BEGIN DOCUMENT EXTRACT

The mean failure load value of the control group in our study was more than the experimental dentin post group because of more amount of remaining tooth structure. It has been suggested that remaining dentin thickness is a critical factor in the resistance of the dentin/root restorative complex during function.[1]

Barjao-Escribano et al., showed that posts possessing elastic modulus similar to that of dentin and core have a better biomechanical performance.[15] A major objective in dentistry is the restoration of endodontically treated teeth with metal-free, physio-chemically homogeneous materials possessing these properties.[16]

The failure of the FRC post group in this study may be attributed to the difference in the biomechanical properties between the FRC post and the root dentin. The modulus of elasticity of glass fiber posts is ~ 40 GPa whereas the modulus of elasticity of root dentin is ~ 14.2 GPa and of core material is ~ 13.5 GPa. This difference might create stresses at different interfaces and the possibility of post separation and failure.[17] An added reason for failure at the post cement interface is the presence of interfacial gaps. Moreover, since the resin chemistry of the epoxy resin-based posts and methacrylate-based adhesive resin differs completely, the adhesion achieved may not be reliable.[18]

In the present study, teeth restored with solid dentin posts exhibited higher fracture resistance than those restored with FRC posts. This can probably be explained on the basis of the following factors:

Physiomechanical properties of a dentin post

Uniform stress distribution

Shock-absorbing potential of a dentin post.

Dentin has a complex microstructure and a modulus of elasticity 13-18 GPa, varying in different locations and directions, which may provide a mechanism that inhibits crack propagation in dentin.[19] The dentin post closely resembles root dentin in all the physical properties like modulus of elasticity, viscoelastic behavior,[20] compressive strength,[21] thermal expansion[22] etc. Furthermore the fracture toughness of dentin has been found to be better than most of the current restorative materials.[23] A dentin post forms a micromechanical homogenous unit with the root dentin that results in uniform stress distribution.[2425] The similarity in elasticity of a dentin post to root dentin may allow post flexion to mimic tooth flexion so that the post acts as a shock absorber, transmitting only a fraction of the stresses placed upon the tooth to the dentinal walls.-[26]

This study hence substantiates the notion that a post which is almost similar in all physical properties to the remaining root dentin along with good adhesion may increase the fracture resistance of the tooth. Since dentin is a dynamic substance with a range of physical properties, its biomechanical behavior cannot be predicted accurately. Hence future research is needed to highlight the outcomes of the study. Moreover, further studies inclusive of cyclic loading of the dentin post are anticipated to provide a better insight into its properties.

CONCLUSION

Within the limitations of this study, it can be concluded that:

Teeth restored with dentin posts exhibit better fracture resistance than those restored with FRC posts.

This article opens an introductory gate in support of the clinical implications of dentin posts.

Dentin may emerge as a successful alternative to currently available post materials. However, further in vitro and in vivo trials are required in this direction.

END DOCUMENT EXTRACT

EXERCISE DESCRIPTION: Reproduce the passage on dentin posts from "This article opens" up to and including "in this direction.".

BEGIN DATASET EXTRACT

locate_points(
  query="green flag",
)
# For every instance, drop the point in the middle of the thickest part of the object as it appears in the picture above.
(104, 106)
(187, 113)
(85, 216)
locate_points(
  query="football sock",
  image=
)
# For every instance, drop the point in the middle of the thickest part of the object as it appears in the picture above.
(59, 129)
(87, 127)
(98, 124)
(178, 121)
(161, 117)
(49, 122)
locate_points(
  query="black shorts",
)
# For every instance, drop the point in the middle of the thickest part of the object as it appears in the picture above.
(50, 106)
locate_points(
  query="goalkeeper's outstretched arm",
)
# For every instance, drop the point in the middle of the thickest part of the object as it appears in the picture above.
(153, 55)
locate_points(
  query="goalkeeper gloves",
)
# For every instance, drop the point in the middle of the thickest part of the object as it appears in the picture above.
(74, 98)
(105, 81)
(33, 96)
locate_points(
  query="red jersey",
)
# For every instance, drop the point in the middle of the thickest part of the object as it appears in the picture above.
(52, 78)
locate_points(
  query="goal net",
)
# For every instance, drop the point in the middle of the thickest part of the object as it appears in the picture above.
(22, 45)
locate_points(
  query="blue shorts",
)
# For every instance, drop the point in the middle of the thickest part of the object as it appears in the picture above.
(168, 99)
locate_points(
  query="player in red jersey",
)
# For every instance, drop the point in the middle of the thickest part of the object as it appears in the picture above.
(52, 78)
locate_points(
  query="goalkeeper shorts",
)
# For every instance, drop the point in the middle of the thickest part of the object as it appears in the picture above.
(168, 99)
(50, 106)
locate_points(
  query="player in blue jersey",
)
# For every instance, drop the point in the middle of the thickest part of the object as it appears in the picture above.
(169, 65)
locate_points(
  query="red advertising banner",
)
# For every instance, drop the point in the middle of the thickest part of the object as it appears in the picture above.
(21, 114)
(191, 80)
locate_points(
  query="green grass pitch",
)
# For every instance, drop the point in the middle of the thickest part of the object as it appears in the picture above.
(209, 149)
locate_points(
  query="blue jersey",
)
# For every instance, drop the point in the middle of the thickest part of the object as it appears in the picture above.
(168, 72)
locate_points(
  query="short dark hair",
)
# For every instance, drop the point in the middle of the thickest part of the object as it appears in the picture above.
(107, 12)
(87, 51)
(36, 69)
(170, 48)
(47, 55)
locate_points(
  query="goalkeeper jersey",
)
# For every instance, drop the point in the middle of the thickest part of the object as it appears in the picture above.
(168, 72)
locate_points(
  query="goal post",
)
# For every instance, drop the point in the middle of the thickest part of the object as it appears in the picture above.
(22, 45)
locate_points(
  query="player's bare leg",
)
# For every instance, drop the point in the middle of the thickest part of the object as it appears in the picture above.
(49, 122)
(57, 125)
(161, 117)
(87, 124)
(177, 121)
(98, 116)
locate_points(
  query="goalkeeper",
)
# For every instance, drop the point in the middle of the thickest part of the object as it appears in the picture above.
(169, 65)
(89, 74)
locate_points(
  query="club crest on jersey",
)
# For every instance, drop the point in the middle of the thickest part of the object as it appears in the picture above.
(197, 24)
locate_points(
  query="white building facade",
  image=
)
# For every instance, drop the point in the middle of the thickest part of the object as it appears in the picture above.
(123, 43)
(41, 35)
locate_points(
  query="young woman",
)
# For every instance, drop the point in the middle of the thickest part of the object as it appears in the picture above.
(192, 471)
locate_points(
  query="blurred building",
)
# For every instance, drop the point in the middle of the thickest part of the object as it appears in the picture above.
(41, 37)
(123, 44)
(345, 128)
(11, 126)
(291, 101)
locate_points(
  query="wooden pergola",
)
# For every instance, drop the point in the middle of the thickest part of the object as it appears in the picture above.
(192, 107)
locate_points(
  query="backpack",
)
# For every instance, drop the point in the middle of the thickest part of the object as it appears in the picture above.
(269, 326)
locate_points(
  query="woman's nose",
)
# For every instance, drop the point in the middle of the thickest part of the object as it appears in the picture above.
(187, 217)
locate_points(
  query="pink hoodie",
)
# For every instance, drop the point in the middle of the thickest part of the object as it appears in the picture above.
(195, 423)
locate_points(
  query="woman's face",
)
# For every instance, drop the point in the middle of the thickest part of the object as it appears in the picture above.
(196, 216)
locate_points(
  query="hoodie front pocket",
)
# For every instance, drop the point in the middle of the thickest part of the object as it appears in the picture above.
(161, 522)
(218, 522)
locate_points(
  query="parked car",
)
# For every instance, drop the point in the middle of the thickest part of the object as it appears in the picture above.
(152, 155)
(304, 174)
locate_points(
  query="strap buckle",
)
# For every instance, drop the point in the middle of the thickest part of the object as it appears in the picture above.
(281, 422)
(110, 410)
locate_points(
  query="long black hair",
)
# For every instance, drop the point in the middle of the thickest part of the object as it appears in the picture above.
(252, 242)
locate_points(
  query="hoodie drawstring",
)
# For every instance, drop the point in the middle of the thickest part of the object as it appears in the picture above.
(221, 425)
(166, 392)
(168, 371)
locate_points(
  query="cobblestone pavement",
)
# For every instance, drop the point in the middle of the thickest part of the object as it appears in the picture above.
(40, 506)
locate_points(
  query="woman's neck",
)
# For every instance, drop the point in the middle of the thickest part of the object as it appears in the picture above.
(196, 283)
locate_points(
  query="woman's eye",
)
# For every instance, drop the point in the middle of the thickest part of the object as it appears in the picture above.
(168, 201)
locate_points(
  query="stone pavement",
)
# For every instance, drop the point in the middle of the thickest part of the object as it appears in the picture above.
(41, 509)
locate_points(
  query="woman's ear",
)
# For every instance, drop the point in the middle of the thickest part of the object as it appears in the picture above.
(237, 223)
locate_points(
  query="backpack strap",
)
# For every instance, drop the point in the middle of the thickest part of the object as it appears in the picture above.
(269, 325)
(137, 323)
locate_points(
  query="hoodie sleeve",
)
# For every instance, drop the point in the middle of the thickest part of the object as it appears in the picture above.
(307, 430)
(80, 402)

END DATASET EXTRACT

ANSWER BOX:
This article opens an introductory gate in support of the clinical implications of dentin posts.

Dentin may emerge as a successful alternative to currently available post materials. However, further in vitro and in vivo trials are required in this direction.